▸ **REQUIREMENT**: Rewrite the stretch of the records from the line containing "Put a point on every instance of the white sign." through the line containing "[(383, 231)]", changing "forested hill" to "wooded hill" and leaving everything else unchanged. Give only those lines.

▸ **STORED DATA**:
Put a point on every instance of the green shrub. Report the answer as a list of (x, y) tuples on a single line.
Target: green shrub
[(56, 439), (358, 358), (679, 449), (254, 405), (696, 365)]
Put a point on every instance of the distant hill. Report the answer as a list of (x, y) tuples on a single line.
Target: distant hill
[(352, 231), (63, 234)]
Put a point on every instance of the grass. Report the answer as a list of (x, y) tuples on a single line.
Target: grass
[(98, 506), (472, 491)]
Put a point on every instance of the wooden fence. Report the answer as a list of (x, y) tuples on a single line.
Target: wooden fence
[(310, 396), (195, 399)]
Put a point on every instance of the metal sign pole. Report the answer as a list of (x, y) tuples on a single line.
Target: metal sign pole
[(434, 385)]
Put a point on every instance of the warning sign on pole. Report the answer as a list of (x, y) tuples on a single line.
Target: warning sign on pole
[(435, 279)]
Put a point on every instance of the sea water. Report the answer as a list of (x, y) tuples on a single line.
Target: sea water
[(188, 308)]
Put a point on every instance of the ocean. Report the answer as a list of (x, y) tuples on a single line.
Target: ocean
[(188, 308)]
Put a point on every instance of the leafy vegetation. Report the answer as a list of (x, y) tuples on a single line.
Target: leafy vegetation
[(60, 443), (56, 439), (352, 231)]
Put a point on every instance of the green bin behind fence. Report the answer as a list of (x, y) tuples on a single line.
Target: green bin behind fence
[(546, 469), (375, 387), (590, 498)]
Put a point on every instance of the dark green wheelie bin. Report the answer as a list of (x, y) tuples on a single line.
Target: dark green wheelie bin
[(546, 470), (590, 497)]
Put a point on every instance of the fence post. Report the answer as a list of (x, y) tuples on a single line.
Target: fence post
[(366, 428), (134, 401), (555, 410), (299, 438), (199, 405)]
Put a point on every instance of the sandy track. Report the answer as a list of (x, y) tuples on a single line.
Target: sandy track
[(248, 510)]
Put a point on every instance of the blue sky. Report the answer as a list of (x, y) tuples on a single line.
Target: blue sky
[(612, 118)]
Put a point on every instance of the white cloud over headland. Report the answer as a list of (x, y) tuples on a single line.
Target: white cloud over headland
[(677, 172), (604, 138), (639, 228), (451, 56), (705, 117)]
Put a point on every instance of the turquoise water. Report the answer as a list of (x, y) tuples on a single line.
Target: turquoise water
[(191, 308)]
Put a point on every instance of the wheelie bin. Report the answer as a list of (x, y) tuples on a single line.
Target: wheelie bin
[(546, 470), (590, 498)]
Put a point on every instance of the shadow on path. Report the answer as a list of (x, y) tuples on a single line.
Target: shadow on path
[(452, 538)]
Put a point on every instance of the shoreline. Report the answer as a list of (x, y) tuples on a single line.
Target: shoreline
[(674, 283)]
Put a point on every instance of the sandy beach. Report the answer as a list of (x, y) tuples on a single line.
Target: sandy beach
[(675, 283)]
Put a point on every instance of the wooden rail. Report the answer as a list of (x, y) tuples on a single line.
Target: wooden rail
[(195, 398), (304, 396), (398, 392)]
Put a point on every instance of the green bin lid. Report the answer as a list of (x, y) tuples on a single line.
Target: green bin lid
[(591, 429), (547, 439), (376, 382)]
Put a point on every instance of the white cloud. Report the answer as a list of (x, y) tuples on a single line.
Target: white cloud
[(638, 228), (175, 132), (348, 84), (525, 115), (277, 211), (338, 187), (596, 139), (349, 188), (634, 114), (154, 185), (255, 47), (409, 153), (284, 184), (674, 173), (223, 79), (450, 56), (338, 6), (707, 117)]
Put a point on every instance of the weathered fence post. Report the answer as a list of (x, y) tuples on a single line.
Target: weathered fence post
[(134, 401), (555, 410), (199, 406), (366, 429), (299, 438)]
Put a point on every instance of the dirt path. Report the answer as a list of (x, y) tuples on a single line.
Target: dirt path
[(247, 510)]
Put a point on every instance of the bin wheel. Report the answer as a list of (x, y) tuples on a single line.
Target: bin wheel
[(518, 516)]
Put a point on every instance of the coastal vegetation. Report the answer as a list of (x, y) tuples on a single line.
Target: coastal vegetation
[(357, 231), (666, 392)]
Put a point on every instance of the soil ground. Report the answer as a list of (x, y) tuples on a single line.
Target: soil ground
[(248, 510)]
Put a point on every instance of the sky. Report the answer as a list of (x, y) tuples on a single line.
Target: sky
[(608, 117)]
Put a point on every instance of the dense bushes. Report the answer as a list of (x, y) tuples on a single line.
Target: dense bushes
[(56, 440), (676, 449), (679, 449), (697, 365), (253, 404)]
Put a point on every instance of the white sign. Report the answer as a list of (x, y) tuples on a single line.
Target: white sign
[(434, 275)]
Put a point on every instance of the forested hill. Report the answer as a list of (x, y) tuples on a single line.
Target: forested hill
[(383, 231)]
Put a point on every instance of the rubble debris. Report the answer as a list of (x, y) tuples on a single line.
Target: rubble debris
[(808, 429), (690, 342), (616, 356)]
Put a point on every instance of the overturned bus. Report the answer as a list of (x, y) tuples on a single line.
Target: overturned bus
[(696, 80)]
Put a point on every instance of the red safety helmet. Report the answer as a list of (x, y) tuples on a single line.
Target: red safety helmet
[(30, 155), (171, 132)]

---

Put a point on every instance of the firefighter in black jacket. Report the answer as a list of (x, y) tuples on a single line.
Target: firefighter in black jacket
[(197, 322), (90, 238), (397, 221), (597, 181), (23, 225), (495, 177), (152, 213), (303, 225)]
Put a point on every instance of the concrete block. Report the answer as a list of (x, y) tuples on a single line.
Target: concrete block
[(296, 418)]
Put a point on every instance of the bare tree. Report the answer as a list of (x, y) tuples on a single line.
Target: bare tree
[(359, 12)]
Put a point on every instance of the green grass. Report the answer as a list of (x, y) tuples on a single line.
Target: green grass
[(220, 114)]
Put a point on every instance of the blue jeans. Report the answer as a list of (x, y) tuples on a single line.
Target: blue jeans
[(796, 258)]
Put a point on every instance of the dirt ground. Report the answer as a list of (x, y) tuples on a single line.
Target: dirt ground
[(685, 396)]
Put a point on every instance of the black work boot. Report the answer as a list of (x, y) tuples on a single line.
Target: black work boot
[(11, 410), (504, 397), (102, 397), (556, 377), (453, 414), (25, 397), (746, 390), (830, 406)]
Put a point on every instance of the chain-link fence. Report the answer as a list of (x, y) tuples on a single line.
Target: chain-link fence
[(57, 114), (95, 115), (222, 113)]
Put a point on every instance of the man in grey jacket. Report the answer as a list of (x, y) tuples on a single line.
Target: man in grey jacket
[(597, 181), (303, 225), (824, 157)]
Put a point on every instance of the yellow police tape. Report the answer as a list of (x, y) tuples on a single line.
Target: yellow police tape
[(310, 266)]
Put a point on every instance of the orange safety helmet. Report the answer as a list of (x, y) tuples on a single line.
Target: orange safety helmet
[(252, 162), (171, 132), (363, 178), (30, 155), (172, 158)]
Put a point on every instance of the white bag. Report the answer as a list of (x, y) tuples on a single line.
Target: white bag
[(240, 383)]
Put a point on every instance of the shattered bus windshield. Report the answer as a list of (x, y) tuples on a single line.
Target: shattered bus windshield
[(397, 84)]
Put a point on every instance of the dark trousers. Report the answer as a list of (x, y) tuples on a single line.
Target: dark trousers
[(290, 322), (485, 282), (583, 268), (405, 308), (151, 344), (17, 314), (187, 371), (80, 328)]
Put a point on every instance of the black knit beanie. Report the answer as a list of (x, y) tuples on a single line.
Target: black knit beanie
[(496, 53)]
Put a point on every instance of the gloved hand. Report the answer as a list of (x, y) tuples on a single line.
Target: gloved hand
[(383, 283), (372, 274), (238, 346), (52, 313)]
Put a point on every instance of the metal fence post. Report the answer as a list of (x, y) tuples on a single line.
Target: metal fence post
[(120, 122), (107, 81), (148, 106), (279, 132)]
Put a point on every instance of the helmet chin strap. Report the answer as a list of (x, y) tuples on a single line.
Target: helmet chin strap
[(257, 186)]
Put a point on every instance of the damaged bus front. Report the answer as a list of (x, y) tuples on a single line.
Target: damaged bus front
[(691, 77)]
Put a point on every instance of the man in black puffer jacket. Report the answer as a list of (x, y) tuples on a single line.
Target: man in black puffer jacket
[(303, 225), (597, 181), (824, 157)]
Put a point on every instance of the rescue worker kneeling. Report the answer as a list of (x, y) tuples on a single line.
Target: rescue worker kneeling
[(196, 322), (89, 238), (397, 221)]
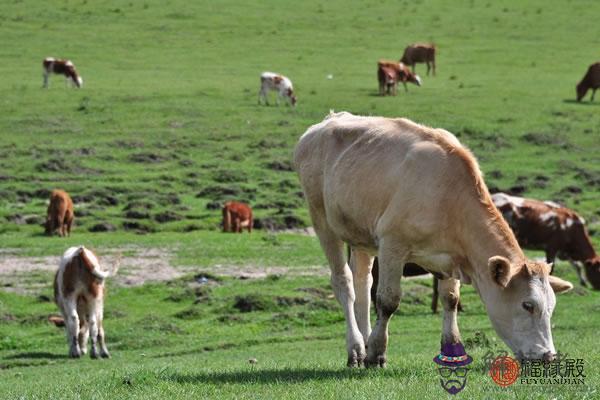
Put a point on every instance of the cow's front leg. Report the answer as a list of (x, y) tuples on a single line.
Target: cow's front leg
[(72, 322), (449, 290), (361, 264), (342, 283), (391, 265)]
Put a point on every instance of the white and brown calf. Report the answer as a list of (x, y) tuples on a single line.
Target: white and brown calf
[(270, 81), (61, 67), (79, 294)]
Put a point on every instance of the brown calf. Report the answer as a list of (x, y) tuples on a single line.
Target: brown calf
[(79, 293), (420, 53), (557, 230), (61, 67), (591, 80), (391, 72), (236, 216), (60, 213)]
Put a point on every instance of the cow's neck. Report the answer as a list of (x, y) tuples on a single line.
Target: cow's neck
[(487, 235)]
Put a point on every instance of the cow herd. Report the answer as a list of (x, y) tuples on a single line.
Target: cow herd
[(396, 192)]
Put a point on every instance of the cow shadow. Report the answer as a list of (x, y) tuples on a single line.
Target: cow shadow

▸ **TASK RESPONSE**:
Put a point on every instance of the white sign. Report the answer as a list of (x, y) tuples on a single line.
Target: white sign
[(434, 275)]
Put a point on every instance of the wooded hill. Report the answer as a list of (x, y) tuples on a single line.
Target: wooded hill
[(383, 231)]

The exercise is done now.